Extract provided:
--- Begin ---
UNITED STATES OF AMERICA, Plaintiff,
v.
LAWRENCE E. WARNER and GEORGE H. RYAN, SR., Defendants.



The opinion of the court was delivered by: REBECCA PALLMEYER, District Judge

MEMORANDUM OPINION AND ORDER

Defendants Lawrence E. Warner and George H. Ryan, Sr. are charged in a 22-count second superseding indictment with (1) conspiring to use the resources of the State of Illinois for their personal and financial benefit and for the benefit of Ryan's family members, the Citizens For Ryan political campaign committee, and various political and business associates, in violation of the Racketeer Influenced and Corrupt Organizations Act ("RICO"), 18 U.S.C. §§ 1962(d); and (2) devising a scheme to defraud the people of the State of Illinois and the State of Illinois of money, property, and the right to the honest services of Ryan and other State of Illinois officials, in violation of the federal mail fraud statute, 18 U.S.C. §§ 1341, 1346. Ryan is separately charged with making materially false, fictitious, and fraudulent statements during several FBI interviews in violation of 18 U.S.C. § 1001(a)(2); obstructing and endeavoring to obstruct the Internal Revenue Service in the correct reporting of income and the collection of taxes in violation of 26 U.S.C. § 7212(a); and filing materially false tax returns in violation of 26 U.S.C. § 7206(1). Warner is separately charged with extortion under the Hobbs Act, 18 U.S.C. § 1951; money laundering, 18 U.S.C. § 1956 (a)(1)(B)(i); and structuring currency transactions in violation of 31 U.S.C. §§ 5324(a)(3) and (d)(2).

Currently before the court are the parties' motions in limine and Ryan's and Warner's objections to the government's Santiago proffer. For the reasons stated here, the motions are granted in part and denied in part. DISCUSSION*fn1

  1. Ryan's Motions

  In his motions, Ryan seeks limited closure of voir dire questioning of the jurors; an order directing the government to sentence cooperating witnesses; exclusion of certain "other acts" evidence; and an order barring the jury from reviewing the indictment during deliberations. The court addresses each motion in turn.

  A. Ryan's Motion for Limited Closure of Voir Dire

  Ryan argues that voir dire must be closed in this case to prevent potential jurors from being "inhibited from giving truthful responses to controversial questions . . . by fear of the publicity that will be given to their responses." (Ryan Closure Mem., at 1.)*fn2 Ryan insists that jurors may be questioned on "[h]ighly sensitive and inflammatory issues," including Ryan's "stance and actions regarding abortion, gay rights, gun control, capital punishment, the criminal justice system and other hot-button political issues." (Id. at 4.) He believes that jurors "may be uncomfortable giving candid answers to questions of a controversial and sensitive nature if they anticipate that their answers will be attributed to them and widely disseminated by the media." (Id.) In Ryan's view, the appropriate remedy is to bar the media from attending individual voir dire, but to provide the press with a transcript of those proceedings, redacted to eliminate the potential jurors' names. (Id. at 5.)
--- End ---
Task a: Rewrite the entries from the line with "of the black" to the line with "column 351, row 370", replacing "goalkeeper" with "keeper" and changing nothing else.
The court opinion and the entries come from unrelated sources.

Information supplied:
--- Begin ---
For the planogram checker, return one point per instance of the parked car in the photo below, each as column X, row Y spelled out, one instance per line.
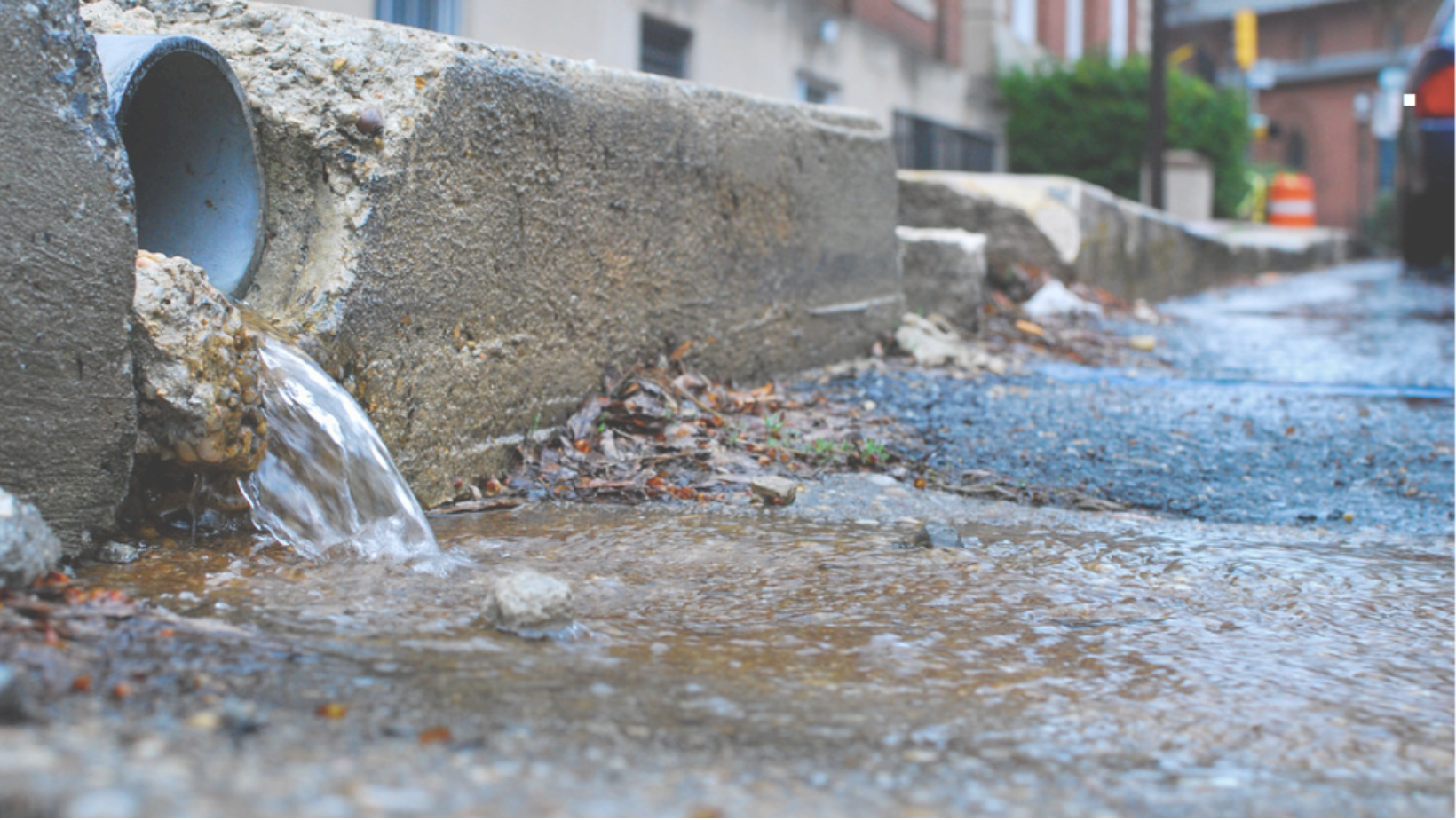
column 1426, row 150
--- End ---
--- Begin ---
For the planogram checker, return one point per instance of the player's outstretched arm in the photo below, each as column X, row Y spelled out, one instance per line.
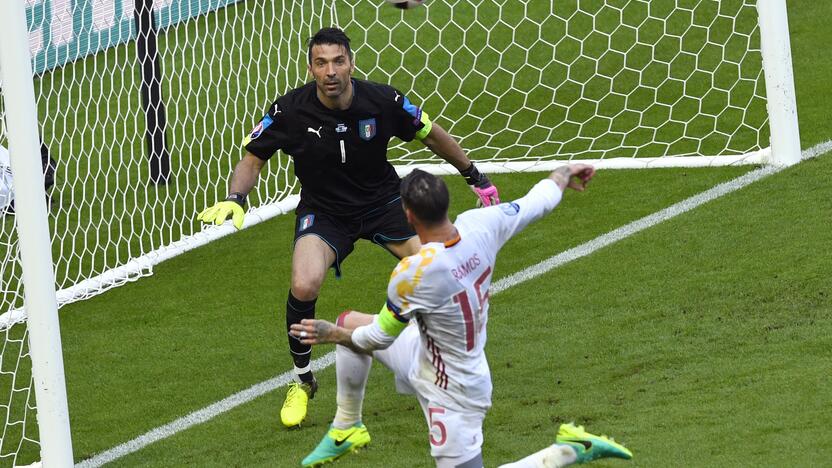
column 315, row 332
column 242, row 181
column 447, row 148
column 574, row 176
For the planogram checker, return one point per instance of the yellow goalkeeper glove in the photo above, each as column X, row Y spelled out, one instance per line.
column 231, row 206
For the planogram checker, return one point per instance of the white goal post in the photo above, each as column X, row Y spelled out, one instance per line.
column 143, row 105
--- End ---
--- Begin ---
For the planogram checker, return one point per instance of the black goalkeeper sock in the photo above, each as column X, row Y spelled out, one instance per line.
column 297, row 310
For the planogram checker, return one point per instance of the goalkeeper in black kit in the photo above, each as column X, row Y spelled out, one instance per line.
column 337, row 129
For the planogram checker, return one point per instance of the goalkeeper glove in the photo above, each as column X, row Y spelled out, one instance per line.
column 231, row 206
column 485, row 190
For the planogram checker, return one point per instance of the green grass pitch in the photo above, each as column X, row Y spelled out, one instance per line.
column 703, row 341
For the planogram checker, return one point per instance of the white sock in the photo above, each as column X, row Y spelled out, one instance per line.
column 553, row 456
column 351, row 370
--- End ---
Task b: According to the court opinion, what four things does Ryan seek in his motions?

Expected output a:
For the planogram checker, return one point per instance of the black keeper sock in the photo above, each as column X, row Y spelled out, one instance per line.
column 297, row 310
For the planogram checker, return one point per instance of the keeper in black kit in the photo above, each as column X, row Y spelled out, one instance per line.
column 337, row 129
For the planogram checker, return one point per instance of the keeper glove in the photo above, each as column X, row Y spelled out, one instance per line.
column 231, row 206
column 485, row 190
For the planogram checker, return one point per instance of the green grass pitch in the photo above, each as column X, row Y spelled out, one instance per line.
column 703, row 341
For the planogram checker, return one point per instance of the white sock in the photo above, each as column X, row Y spelled out, one instance per line.
column 553, row 456
column 351, row 370

Expected output b:
- Limited closure of voir dire questioning of the jurors
- An order directing the government to sentence cooperating witnesses
- Exclusion of certain "other acts" evidence
- An order barring the jury from reviewing the indictment during deliberations